- _Prompt_
Render the records below as a two-column CSV headed request and answer, with one row for each request and its answer, each in a single quoted field and any line breaks changed to spaces. Leave the pictures out.

Recorded data
◇ ◇ ◇

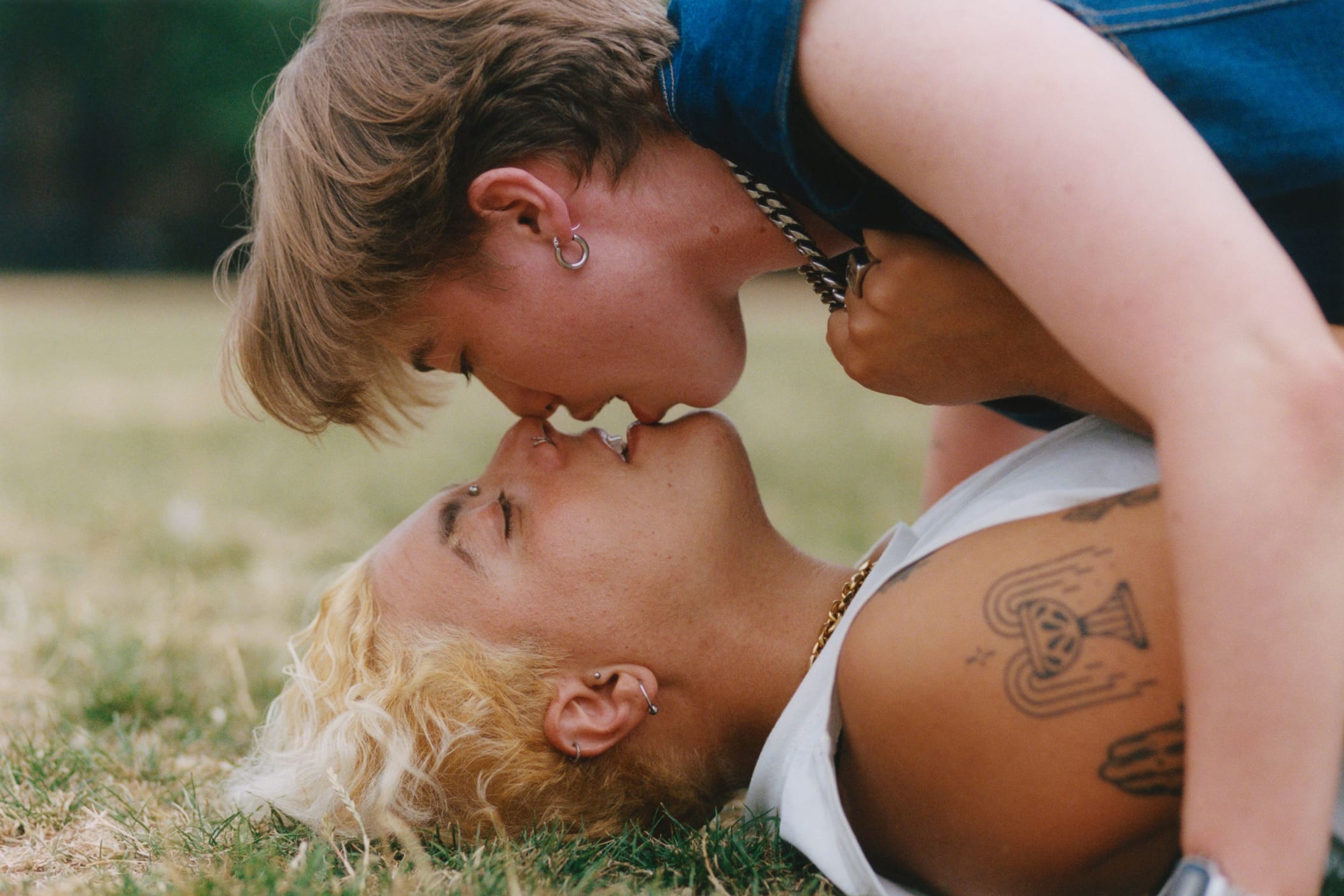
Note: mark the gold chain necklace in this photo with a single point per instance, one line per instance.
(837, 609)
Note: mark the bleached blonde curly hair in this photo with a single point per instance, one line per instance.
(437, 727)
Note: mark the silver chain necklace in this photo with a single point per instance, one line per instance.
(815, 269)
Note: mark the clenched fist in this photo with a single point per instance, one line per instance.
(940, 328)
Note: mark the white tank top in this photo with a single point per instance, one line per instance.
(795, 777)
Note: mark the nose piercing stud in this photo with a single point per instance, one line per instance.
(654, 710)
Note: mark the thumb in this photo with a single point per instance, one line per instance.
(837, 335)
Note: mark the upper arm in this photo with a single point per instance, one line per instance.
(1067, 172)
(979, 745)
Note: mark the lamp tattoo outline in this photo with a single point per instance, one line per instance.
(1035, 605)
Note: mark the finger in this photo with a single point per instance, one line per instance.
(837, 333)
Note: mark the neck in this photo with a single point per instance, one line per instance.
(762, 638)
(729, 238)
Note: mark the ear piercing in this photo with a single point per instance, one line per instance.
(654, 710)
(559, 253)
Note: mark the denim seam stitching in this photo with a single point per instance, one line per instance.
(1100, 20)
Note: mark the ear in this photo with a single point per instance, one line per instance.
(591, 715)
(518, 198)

◇ ◇ ◇

- _Problem solution_
request,answer
"Note: mark the gold chain necklace in this photo with a single point per instance, one line per instance.","(837, 609)"
"Note: mark the bleached blonde curly hair in this photo with a single point per instance, one line per instance.","(437, 727)"
"Note: mark the silver chain necklace in this photo with a single point per instance, one line per instance.","(815, 269)"
"Note: mark the clenched fist in this photo with a single point per instance, one line per instance.","(940, 328)"
"Note: mark the white tank top in this photo with a single point per instance, one line per instance.","(795, 777)"
"Note: mark the nose piercing stud in this photo with a single point per instance, one line per instance.","(654, 710)"
"Note: mark the thumb in this photo with a single point per instance, one line per instance.","(837, 335)"
"Note: mark the upper arm in this photo with a single point per instance, one line per instance.","(1067, 172) (979, 745)"
"Note: mark the lamp tattoo outline in this photo with a single point per instance, one line per instance.","(1035, 605)"
"Note: mark the finger in this photo with a single point per instance, one line per instance.","(837, 333)"
"Note: mark the neck in this photo with a single point per instance, one line per instance.","(762, 638) (729, 238)"
"Note: mark the ear piercing in this photo with a single point per instance, one line per instance.","(654, 710) (559, 253)"
"Note: mark the denim seam stitching in this photo with a single point per instance, one line per instance.","(1100, 20)"
"Note: mark the ear in this photo with a single point per instance, one line per instance.","(591, 715) (518, 198)"